Entries from a point annotation set
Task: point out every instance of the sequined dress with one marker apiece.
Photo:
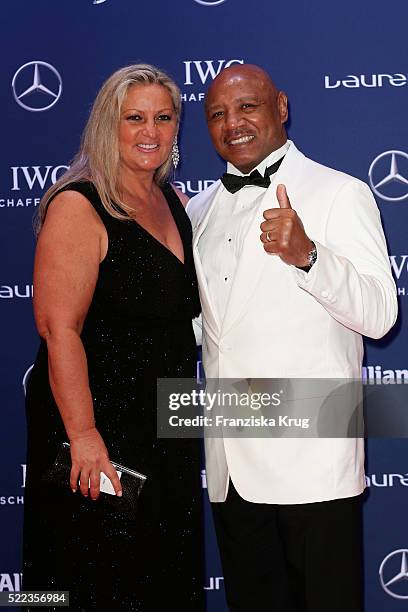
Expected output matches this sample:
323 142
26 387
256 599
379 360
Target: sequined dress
138 328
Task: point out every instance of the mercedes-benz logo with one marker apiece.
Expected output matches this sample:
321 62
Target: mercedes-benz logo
209 2
34 83
394 574
386 178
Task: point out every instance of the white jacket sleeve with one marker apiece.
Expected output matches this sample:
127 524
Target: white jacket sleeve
352 276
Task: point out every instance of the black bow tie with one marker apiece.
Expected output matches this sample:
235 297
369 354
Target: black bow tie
234 183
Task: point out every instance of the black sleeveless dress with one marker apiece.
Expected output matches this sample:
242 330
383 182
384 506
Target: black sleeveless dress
138 328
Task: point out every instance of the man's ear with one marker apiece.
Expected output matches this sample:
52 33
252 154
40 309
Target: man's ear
283 106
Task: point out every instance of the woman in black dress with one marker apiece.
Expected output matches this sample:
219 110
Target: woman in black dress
115 293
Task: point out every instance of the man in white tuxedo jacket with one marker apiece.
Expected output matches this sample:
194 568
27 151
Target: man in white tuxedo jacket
293 270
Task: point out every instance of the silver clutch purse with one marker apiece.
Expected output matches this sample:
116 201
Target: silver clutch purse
132 482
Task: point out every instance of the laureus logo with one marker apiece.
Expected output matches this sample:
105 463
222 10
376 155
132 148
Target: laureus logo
210 2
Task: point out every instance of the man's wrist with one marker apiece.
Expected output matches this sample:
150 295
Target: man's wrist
311 258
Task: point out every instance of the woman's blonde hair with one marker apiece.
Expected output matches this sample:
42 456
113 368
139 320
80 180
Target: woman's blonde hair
98 157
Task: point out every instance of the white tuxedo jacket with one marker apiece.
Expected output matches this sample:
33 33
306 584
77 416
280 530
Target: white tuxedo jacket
282 322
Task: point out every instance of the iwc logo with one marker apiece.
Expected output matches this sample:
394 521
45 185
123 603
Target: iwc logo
387 175
37 86
394 574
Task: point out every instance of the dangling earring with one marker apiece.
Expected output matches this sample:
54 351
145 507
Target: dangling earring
175 153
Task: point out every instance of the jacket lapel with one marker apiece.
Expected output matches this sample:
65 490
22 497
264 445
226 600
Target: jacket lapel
207 203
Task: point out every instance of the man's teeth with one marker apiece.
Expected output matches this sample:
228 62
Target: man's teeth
143 146
242 140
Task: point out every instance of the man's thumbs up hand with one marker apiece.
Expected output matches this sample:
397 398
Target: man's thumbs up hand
283 233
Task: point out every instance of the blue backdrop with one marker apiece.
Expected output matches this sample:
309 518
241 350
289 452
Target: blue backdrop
343 68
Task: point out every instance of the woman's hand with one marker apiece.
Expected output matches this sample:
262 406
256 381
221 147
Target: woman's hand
89 458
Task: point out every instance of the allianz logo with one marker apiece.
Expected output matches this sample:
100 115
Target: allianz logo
366 80
8 292
11 582
375 374
214 583
386 480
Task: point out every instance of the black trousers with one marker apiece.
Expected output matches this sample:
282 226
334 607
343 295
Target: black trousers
291 558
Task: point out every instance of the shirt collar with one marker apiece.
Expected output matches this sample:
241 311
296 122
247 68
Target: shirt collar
265 163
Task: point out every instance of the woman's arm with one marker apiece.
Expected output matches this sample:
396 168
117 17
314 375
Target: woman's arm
70 247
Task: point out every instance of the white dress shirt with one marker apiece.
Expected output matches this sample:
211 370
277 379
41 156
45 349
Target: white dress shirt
221 244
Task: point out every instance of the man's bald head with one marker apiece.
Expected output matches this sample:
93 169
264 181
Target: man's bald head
246 115
238 72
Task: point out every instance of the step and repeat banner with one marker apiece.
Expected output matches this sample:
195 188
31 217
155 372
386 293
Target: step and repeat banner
344 67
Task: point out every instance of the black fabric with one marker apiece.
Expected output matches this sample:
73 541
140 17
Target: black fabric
234 183
291 558
138 328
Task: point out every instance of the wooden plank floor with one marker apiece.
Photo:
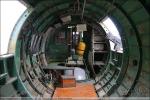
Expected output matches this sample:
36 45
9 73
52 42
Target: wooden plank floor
80 91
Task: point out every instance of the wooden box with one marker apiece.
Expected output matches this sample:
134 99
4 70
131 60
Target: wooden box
68 81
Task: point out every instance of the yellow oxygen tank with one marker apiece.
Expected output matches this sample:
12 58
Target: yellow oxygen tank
81 48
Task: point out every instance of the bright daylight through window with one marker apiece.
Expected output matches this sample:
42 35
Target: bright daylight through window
112 34
10 13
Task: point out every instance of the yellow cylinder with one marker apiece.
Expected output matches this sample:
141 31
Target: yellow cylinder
81 48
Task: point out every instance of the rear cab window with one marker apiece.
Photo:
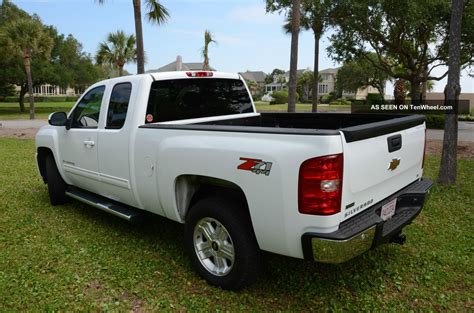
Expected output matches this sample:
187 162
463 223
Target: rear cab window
180 99
118 105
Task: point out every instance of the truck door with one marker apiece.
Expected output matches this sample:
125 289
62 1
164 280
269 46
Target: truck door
78 145
114 150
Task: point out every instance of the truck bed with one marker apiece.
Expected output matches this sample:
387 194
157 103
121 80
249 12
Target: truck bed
354 126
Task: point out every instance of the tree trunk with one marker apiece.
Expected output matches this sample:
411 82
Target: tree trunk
399 91
205 65
424 87
27 63
295 30
448 168
137 12
316 72
415 92
21 97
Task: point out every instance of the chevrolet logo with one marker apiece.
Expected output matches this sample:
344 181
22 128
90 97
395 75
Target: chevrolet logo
394 164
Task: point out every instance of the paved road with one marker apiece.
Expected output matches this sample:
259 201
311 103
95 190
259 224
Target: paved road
465 132
20 124
466 129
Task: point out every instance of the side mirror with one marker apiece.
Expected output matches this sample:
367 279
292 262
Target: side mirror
57 119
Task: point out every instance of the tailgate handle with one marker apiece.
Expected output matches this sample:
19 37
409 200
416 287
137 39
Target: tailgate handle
394 143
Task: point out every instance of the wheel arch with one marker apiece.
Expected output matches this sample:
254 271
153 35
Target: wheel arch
42 154
191 188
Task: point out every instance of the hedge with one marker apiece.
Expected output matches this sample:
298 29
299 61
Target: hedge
43 99
281 97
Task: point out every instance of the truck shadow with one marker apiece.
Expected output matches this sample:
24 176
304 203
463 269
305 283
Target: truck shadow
283 277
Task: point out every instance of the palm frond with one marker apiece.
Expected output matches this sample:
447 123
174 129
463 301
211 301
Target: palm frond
156 12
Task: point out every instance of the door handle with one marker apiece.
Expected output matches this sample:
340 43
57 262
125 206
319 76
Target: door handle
89 143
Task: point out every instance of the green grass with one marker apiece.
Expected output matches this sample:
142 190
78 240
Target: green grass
11 111
74 257
300 107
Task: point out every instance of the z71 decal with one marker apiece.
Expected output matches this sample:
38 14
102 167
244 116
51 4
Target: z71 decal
255 166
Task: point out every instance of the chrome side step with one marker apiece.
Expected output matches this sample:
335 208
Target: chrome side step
118 209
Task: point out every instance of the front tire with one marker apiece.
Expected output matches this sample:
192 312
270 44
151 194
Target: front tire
221 243
56 185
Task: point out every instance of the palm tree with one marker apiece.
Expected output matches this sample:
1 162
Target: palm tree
118 50
314 16
447 169
208 39
295 30
157 14
27 38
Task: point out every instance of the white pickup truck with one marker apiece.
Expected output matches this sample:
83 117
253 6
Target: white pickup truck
190 146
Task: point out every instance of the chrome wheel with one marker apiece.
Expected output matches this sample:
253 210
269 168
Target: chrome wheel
213 246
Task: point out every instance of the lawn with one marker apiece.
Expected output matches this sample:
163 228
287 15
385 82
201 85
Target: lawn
11 111
74 257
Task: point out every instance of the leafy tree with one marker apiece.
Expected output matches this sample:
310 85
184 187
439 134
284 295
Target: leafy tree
156 14
361 73
295 11
26 37
208 39
447 171
408 37
272 76
67 65
118 50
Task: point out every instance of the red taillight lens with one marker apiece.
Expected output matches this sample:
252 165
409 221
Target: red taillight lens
199 74
320 185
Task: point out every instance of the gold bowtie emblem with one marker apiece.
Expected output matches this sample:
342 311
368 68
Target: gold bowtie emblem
394 164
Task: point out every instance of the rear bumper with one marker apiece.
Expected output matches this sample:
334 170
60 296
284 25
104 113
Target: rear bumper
367 230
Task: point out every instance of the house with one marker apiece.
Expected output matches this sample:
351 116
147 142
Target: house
256 76
52 90
281 81
178 65
325 87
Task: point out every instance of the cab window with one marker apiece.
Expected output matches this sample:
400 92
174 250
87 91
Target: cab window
118 105
86 113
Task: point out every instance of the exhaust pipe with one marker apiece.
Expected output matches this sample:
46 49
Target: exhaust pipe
399 239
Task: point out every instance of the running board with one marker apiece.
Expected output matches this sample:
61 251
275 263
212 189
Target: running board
115 208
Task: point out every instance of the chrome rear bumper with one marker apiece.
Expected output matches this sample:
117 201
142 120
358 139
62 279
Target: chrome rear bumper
367 230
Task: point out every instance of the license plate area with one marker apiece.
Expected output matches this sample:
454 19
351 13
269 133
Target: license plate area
388 210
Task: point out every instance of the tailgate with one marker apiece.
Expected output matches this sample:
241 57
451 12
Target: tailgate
380 159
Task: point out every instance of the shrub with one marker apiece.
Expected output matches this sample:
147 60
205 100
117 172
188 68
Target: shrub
281 97
435 121
341 102
43 99
373 98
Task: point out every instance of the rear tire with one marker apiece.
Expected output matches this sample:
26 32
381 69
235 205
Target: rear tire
56 185
221 243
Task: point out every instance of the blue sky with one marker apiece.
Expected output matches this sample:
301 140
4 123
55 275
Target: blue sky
248 39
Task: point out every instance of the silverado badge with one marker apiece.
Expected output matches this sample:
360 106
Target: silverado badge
394 164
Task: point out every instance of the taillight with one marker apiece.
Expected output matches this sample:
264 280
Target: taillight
424 153
200 74
320 185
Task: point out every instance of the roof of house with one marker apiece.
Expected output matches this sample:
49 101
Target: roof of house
329 71
256 76
298 72
193 66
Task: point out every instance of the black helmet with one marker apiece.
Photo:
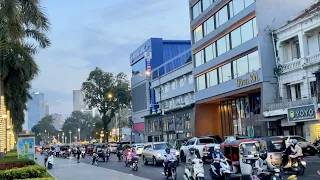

## Request
Count the lines above that contain the string "mirror", with case taken into account, and give only the number.

## Task solution
2